::: EXERCISE INPUTS :::

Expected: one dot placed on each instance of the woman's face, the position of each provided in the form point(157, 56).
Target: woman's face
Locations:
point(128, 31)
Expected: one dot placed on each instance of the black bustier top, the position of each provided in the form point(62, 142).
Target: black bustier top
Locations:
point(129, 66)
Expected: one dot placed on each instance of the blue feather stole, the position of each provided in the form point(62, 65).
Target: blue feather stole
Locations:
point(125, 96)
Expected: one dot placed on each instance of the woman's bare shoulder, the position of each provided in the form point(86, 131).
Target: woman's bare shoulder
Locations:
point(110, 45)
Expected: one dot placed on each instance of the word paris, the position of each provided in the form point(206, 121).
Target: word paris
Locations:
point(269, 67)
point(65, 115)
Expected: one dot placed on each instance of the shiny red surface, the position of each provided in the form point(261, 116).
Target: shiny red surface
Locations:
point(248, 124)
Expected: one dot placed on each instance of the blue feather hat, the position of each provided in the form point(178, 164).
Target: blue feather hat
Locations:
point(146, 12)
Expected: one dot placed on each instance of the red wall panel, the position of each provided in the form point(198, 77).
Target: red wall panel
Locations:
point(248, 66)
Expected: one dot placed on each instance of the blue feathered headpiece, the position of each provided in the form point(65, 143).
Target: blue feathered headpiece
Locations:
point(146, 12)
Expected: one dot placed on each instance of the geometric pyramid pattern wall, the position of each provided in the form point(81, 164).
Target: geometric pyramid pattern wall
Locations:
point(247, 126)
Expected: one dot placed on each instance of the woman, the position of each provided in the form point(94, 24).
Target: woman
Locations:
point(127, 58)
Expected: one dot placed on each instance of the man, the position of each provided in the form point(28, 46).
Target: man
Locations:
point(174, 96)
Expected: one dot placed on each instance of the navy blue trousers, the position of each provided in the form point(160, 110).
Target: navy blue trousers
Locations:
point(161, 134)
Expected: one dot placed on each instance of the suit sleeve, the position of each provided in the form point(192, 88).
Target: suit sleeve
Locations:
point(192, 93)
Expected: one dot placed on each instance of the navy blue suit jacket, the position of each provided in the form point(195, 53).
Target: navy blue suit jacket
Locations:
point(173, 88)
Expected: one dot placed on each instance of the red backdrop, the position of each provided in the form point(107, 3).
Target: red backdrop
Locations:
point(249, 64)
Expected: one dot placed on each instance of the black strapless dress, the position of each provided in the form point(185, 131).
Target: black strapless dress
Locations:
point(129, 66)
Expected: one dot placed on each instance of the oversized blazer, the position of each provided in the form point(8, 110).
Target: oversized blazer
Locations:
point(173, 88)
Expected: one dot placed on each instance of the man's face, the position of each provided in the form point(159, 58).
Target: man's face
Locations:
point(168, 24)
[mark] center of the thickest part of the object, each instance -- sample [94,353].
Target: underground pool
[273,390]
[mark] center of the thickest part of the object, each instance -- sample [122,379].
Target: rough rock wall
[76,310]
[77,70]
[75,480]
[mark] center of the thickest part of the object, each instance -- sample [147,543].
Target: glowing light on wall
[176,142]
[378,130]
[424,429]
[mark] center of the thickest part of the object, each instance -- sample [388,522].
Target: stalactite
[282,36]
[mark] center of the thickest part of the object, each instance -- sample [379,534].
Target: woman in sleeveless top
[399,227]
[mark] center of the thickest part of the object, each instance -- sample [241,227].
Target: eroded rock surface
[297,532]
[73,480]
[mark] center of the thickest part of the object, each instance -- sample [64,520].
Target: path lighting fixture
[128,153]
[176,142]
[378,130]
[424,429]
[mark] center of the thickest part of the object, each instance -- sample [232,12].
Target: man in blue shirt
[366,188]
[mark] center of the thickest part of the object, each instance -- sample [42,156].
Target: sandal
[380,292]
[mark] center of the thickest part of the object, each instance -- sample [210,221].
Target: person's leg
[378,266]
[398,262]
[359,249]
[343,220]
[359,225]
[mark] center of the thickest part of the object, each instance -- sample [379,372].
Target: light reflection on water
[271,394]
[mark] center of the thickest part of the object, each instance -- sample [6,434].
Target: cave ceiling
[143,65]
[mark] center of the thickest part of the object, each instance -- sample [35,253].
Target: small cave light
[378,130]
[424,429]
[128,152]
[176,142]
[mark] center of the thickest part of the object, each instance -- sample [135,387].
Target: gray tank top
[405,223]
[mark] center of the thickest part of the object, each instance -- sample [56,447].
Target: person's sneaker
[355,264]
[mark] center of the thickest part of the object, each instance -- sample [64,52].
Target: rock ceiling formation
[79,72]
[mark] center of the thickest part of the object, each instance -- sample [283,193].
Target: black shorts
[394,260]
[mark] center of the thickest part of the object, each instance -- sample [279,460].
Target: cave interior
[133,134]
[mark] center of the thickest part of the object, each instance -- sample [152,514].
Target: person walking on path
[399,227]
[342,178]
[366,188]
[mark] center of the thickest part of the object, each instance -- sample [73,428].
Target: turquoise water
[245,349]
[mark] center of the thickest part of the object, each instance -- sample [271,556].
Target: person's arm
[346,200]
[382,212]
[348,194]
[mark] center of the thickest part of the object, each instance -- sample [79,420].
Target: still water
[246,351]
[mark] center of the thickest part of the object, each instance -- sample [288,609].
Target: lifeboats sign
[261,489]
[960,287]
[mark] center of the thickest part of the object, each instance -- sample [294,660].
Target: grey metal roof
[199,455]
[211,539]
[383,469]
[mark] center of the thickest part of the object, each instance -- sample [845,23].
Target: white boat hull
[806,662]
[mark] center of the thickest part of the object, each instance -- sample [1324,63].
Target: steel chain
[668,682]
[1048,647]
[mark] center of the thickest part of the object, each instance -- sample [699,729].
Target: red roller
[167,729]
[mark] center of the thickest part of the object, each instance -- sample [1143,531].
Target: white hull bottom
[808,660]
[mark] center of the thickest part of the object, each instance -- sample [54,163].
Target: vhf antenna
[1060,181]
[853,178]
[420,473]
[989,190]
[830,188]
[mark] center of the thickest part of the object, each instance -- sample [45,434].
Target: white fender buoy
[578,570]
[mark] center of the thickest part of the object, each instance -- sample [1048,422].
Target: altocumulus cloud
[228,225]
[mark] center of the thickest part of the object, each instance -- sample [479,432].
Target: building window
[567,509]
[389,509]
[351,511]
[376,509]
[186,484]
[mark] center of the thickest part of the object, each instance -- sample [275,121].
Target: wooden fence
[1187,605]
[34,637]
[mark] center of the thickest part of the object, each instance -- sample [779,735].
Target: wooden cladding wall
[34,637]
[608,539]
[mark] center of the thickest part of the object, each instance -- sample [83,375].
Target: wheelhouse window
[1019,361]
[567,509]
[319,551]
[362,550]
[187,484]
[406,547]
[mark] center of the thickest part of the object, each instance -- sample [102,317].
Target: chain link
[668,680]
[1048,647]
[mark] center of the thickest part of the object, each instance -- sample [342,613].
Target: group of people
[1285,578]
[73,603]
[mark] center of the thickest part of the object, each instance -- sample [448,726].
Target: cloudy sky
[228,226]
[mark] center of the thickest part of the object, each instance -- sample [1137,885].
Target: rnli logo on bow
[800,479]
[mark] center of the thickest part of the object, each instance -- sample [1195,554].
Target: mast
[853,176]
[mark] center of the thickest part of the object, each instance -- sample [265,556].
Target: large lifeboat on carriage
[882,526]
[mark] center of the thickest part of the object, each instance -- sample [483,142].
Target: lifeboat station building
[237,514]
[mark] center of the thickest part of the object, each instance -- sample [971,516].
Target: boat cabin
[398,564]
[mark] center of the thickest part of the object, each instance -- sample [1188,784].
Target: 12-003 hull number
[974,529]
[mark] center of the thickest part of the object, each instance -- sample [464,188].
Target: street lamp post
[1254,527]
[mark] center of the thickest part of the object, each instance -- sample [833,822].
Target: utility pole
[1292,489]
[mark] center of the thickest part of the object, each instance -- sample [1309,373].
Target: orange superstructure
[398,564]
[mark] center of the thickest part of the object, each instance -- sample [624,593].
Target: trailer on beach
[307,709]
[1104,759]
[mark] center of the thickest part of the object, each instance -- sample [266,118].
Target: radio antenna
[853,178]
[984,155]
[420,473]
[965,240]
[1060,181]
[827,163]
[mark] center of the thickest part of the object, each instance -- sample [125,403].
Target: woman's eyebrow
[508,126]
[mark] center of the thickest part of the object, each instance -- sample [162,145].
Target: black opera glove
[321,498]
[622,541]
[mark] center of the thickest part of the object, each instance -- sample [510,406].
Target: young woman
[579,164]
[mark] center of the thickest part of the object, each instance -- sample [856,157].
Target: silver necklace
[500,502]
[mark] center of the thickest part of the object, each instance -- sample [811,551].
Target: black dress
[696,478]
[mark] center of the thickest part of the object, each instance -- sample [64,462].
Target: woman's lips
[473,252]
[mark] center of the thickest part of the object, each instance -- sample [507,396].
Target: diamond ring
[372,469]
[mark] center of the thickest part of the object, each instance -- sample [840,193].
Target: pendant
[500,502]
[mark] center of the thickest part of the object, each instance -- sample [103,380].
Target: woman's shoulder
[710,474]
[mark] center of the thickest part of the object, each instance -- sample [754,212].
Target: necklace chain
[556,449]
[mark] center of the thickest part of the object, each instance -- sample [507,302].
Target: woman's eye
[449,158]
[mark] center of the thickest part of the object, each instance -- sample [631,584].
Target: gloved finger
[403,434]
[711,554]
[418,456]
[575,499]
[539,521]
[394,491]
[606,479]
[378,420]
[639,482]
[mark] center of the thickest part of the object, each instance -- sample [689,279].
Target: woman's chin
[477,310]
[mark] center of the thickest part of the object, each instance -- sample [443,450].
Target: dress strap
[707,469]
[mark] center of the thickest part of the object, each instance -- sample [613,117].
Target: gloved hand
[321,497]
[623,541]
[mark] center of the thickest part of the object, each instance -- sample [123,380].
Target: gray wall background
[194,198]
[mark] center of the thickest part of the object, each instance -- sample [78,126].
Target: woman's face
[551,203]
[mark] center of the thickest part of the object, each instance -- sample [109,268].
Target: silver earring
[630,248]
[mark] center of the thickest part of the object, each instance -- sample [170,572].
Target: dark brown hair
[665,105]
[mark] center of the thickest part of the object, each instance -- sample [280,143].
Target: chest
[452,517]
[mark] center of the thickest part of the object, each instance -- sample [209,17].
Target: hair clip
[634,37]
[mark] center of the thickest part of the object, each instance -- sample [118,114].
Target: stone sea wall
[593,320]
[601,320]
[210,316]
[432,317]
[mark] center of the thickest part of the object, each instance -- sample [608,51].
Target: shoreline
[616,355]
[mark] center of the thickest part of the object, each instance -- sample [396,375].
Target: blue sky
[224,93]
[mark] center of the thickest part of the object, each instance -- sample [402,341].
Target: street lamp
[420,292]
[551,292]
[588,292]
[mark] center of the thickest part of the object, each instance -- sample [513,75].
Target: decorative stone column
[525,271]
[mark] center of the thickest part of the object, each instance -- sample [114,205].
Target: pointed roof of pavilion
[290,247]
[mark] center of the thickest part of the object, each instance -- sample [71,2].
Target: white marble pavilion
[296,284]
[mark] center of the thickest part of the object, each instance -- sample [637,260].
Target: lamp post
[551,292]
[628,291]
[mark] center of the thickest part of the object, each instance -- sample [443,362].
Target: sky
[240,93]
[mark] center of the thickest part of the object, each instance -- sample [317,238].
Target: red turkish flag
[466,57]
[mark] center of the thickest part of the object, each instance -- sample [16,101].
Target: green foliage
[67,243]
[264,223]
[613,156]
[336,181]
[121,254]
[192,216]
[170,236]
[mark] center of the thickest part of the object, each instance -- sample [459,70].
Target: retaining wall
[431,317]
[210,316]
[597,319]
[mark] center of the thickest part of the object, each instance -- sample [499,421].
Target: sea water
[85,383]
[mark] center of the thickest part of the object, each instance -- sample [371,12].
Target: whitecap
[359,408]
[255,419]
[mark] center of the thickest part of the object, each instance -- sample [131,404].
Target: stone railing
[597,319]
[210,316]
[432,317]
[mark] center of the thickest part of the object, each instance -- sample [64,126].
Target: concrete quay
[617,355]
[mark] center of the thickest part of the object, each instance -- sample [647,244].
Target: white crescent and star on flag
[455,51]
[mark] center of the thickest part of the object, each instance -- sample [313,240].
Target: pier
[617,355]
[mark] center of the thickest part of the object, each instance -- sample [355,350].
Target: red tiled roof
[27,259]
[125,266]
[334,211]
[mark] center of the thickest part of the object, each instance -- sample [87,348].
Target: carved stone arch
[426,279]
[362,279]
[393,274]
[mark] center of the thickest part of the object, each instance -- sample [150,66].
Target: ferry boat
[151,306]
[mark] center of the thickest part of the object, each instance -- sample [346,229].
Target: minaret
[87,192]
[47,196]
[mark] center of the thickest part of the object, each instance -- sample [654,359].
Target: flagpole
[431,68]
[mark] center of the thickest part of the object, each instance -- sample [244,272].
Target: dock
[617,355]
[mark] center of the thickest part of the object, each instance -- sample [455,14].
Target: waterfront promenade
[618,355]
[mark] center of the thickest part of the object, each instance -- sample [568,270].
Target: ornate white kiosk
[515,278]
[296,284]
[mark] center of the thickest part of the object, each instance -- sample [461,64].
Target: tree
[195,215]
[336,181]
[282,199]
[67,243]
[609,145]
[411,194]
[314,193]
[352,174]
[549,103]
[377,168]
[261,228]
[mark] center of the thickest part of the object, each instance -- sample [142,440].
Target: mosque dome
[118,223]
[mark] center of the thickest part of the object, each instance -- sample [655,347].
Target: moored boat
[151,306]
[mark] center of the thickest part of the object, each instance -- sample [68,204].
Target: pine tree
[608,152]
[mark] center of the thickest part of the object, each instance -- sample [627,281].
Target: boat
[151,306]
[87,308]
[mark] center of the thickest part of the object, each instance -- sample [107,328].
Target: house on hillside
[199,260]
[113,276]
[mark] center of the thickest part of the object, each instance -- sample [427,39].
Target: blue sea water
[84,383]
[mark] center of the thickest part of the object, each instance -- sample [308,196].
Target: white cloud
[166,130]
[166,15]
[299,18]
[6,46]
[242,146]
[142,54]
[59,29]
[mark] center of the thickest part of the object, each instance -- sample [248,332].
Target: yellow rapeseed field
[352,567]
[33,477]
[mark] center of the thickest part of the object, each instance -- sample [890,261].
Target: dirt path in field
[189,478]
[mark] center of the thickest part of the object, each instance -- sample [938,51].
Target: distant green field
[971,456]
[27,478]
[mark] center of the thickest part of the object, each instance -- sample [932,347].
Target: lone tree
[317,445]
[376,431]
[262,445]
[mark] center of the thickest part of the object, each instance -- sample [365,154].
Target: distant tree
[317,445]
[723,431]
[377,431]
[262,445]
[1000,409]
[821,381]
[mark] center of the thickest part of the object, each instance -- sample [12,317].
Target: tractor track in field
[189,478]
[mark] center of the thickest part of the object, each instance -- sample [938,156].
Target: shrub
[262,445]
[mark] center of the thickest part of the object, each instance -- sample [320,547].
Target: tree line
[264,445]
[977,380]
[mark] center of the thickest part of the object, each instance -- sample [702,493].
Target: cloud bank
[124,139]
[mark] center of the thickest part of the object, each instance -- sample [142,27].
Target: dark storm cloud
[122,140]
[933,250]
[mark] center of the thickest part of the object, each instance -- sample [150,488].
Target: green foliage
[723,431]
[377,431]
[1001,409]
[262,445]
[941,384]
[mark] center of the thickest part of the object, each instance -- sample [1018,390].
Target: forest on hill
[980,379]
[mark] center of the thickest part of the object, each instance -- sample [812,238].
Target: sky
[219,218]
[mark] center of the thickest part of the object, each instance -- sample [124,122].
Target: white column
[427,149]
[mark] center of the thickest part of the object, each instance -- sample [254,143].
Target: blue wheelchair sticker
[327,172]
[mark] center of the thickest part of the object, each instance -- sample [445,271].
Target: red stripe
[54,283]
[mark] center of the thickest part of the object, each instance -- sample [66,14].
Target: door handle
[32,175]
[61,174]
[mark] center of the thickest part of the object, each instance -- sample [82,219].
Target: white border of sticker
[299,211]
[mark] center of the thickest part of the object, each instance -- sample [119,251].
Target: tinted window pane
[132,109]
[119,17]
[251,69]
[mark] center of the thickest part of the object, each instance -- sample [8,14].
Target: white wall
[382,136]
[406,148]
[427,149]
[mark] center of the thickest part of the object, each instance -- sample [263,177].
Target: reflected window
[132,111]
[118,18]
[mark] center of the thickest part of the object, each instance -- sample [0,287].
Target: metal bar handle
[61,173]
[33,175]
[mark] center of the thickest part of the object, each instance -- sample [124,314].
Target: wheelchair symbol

:::

**WHAT YOU ARE ASKED TO DO**. Starting at the line that contains "-- sample [0,287].", print every line through the last one of the records, exactly and with nothing else.

**TASK SOLUTION**.
[mark] center of the thickest part of the object, each instance -- sample [0,287].
Target: metal bar handle
[61,173]
[33,175]
[mark] center of the thickest part of the object, each instance -- sample [124,314].
Target: wheelchair symbol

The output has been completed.